**WHAT THE TASK ASKS:** Having located "Query: twig" in the listing below, write out its line and every following line exactly, last line included, without the pictures.

• • •

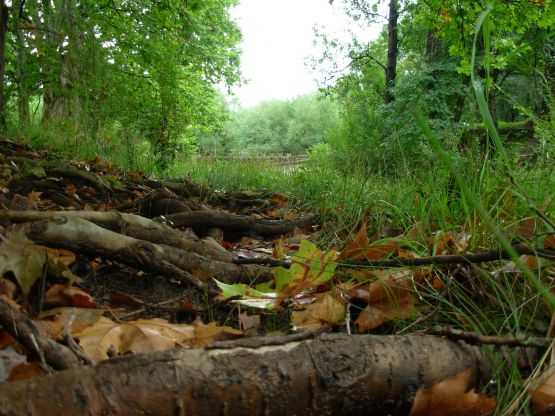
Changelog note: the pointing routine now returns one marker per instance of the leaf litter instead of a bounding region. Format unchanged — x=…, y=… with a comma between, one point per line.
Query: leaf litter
x=112, y=309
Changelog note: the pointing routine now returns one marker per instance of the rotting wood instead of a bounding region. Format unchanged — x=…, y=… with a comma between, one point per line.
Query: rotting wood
x=79, y=235
x=133, y=226
x=333, y=374
x=485, y=256
x=226, y=220
x=22, y=328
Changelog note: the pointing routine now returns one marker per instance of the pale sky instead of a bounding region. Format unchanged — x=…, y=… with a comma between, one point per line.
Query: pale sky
x=277, y=38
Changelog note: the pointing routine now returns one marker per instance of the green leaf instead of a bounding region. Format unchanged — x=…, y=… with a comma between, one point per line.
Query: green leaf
x=23, y=258
x=309, y=268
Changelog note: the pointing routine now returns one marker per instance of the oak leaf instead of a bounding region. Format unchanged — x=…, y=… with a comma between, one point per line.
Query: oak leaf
x=450, y=397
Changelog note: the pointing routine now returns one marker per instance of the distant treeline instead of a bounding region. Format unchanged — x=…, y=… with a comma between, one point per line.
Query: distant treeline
x=275, y=127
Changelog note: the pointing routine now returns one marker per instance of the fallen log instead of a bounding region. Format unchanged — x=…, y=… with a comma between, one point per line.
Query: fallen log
x=78, y=235
x=332, y=374
x=22, y=328
x=133, y=226
x=229, y=221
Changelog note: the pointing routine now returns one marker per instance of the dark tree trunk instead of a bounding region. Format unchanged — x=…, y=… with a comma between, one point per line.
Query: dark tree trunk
x=392, y=51
x=4, y=15
x=22, y=73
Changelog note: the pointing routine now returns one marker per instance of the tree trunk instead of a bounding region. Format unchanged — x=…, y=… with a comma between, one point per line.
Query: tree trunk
x=4, y=15
x=22, y=73
x=332, y=374
x=392, y=51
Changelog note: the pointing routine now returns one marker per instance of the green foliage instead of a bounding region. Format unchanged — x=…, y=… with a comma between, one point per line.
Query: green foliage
x=274, y=127
x=125, y=71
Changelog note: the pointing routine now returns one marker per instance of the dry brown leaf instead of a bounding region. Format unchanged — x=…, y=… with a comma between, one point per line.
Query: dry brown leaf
x=449, y=397
x=543, y=398
x=65, y=256
x=140, y=336
x=390, y=284
x=25, y=371
x=53, y=322
x=205, y=334
x=402, y=306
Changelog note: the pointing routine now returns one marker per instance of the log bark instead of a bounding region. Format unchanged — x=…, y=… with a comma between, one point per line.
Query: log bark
x=228, y=221
x=333, y=374
x=133, y=226
x=78, y=235
x=22, y=328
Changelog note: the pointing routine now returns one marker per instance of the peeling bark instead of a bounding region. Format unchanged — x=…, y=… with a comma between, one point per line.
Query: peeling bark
x=82, y=236
x=333, y=374
x=133, y=226
x=230, y=221
x=22, y=328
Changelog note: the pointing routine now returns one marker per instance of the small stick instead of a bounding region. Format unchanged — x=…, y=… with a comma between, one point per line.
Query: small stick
x=475, y=338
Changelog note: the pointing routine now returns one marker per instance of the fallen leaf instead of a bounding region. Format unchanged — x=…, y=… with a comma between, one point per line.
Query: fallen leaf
x=205, y=334
x=376, y=314
x=61, y=295
x=450, y=397
x=9, y=359
x=23, y=258
x=25, y=371
x=140, y=336
x=54, y=322
x=309, y=268
x=326, y=310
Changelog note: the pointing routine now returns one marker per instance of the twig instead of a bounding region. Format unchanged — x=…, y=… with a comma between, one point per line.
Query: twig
x=72, y=345
x=490, y=255
x=485, y=256
x=475, y=338
x=258, y=342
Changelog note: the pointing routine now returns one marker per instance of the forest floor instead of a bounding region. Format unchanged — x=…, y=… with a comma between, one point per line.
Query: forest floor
x=109, y=264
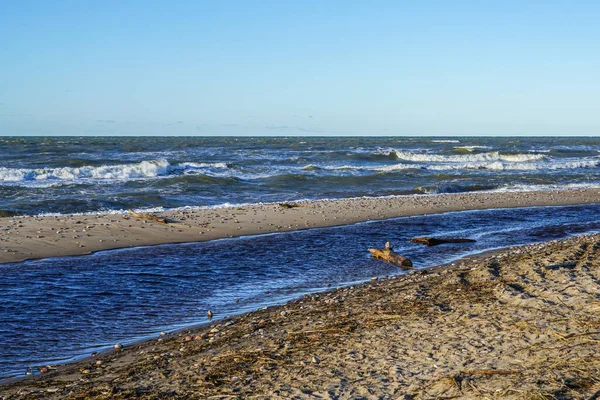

• • •

**ANSWER FOR THIS EXERCISE:**
Query: twig
x=72, y=345
x=490, y=255
x=485, y=256
x=475, y=338
x=258, y=342
Changelog note: the pointing routine now returns one marker per instance of the forest floor instead of a bounding region. Format unchanged — x=…, y=… with a comma between, one point per line.
Query: forest floor
x=109, y=264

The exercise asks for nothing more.